** BEGIN GIVEN ENTRIES **

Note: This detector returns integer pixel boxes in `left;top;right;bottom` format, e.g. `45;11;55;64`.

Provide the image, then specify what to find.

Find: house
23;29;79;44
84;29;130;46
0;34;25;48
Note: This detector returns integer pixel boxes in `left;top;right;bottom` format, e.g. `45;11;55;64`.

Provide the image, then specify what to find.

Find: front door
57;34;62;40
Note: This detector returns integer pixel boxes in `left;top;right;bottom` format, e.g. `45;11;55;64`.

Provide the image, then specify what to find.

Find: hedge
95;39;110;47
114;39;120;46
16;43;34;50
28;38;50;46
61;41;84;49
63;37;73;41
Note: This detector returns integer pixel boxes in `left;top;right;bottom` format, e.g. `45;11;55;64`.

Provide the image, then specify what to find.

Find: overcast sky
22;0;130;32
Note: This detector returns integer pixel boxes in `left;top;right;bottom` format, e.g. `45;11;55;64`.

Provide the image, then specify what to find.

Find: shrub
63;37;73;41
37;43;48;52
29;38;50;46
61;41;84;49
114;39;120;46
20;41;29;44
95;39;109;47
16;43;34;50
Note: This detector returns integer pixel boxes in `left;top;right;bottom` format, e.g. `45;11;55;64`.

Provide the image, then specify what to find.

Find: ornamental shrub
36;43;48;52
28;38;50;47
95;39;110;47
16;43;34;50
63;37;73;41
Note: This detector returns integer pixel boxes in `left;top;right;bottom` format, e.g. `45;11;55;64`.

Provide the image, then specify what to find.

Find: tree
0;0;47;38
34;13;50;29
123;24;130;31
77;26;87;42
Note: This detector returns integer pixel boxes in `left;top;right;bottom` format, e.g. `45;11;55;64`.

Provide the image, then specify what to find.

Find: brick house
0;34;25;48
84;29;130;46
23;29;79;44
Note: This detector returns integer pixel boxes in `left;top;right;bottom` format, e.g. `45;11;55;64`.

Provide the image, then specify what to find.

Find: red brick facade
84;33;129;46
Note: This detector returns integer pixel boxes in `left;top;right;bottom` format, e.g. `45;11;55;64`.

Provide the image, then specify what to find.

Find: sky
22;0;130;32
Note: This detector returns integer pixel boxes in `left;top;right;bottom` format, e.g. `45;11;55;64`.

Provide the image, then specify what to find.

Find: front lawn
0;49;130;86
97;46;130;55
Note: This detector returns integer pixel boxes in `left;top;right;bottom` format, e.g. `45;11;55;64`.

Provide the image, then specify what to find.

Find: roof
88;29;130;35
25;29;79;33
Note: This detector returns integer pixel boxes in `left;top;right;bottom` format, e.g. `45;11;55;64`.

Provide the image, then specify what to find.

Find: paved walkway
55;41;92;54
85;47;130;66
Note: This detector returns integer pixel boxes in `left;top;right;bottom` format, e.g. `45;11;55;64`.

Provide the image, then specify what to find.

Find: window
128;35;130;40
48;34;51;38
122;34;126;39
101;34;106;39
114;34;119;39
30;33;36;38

** END GIVEN ENTRIES **

> TASK DETAILS: Reproduce the records word for word, from their first line through the line that contains "57;34;62;40", including both of those lines.

> SOLUTION FOR THIS PROBLEM:
Note: This detector returns integer pixel boxes in `left;top;right;bottom` format, e.g. `45;11;55;64`.

Provide the image, then specify what to find.

Find: house
23;29;79;44
84;29;130;46
0;34;25;48
Note: This detector returns integer pixel boxes in `left;top;right;bottom` format, e.g. `45;11;55;64`.

Provide the image, then specify what to find.

Find: front door
57;34;62;40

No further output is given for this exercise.